• [Records shown]

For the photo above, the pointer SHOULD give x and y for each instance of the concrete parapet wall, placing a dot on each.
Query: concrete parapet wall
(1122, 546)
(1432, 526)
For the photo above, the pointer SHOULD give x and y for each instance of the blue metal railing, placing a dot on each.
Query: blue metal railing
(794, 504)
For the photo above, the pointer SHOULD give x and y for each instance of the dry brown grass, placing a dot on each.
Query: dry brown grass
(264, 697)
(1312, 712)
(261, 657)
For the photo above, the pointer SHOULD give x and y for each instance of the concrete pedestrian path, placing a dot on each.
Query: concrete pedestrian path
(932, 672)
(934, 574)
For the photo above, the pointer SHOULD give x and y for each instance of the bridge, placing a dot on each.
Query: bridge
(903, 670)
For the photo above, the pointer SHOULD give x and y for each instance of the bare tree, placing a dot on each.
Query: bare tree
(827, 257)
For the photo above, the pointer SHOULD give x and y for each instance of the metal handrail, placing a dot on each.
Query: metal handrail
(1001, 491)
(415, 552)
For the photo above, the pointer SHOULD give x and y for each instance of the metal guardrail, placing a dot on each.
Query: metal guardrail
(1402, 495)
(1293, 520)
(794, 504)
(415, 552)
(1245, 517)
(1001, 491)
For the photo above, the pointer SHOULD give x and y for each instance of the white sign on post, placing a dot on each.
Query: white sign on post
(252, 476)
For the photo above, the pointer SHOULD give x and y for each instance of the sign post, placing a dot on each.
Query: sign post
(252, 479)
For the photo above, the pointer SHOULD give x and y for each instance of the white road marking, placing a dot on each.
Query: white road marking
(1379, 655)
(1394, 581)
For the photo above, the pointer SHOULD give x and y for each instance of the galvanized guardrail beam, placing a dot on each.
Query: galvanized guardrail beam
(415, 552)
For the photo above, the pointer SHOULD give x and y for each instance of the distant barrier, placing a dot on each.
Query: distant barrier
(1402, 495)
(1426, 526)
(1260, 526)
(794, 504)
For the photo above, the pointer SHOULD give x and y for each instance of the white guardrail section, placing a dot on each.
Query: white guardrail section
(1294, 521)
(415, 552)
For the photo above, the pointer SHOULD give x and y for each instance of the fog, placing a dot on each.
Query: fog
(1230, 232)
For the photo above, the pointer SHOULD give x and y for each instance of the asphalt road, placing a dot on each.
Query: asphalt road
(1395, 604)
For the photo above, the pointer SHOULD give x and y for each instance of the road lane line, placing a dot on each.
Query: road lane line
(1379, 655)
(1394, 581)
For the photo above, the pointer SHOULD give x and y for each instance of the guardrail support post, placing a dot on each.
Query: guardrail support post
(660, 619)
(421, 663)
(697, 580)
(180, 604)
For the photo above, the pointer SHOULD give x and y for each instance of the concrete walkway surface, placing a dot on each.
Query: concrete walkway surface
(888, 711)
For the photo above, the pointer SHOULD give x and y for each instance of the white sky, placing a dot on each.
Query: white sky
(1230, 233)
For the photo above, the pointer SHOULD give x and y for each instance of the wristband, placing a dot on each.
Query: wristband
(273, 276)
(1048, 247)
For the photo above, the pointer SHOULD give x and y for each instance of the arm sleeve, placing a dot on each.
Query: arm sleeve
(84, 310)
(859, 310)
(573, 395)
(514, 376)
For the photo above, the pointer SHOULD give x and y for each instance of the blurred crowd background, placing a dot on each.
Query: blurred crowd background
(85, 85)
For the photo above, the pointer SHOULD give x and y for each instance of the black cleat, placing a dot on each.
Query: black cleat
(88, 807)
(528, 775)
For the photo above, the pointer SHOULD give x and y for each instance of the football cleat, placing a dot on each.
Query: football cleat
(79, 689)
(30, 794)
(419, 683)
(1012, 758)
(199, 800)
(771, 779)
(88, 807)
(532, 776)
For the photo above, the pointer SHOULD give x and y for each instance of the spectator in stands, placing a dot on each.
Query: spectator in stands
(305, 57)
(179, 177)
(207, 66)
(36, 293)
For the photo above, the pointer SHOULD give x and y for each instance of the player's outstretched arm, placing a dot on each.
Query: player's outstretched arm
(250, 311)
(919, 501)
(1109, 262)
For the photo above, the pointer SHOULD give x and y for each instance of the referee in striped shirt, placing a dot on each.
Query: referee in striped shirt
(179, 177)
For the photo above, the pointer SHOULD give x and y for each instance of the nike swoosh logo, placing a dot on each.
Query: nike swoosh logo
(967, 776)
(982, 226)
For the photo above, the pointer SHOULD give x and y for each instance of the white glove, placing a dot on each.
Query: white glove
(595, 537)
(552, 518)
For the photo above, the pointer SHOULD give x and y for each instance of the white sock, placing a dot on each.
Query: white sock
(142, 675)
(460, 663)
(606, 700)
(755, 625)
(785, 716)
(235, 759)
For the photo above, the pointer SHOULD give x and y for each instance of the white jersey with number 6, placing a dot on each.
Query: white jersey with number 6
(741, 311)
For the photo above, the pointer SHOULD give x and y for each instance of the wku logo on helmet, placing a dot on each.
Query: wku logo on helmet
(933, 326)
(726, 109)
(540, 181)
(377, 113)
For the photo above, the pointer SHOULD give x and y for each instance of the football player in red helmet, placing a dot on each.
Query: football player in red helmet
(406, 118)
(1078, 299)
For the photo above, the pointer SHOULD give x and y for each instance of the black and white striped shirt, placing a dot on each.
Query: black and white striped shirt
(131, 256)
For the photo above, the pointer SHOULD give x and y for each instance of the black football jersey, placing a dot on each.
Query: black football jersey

• [Your instructions] Retype exactly the span of lines from the one with "railing, placing a dot on each." through the one with "path, placing a dot on each."; include both ends and omit the rest of the material.

• [Exercise output]
For the photo above, the pointer SHOULD give x and y for each instance of the blue metal railing, placing a dot on each.
Query: blue metal railing
(794, 504)
For the photo above, the pointer SHOULD give x and y for each instance of the dry brown grass, placing a dot on each.
Query: dry brown grass
(264, 697)
(1312, 712)
(261, 657)
For the photo above, the pointer SHOULD give x and y for each instance of the concrete pedestrian path, placing a dot on each.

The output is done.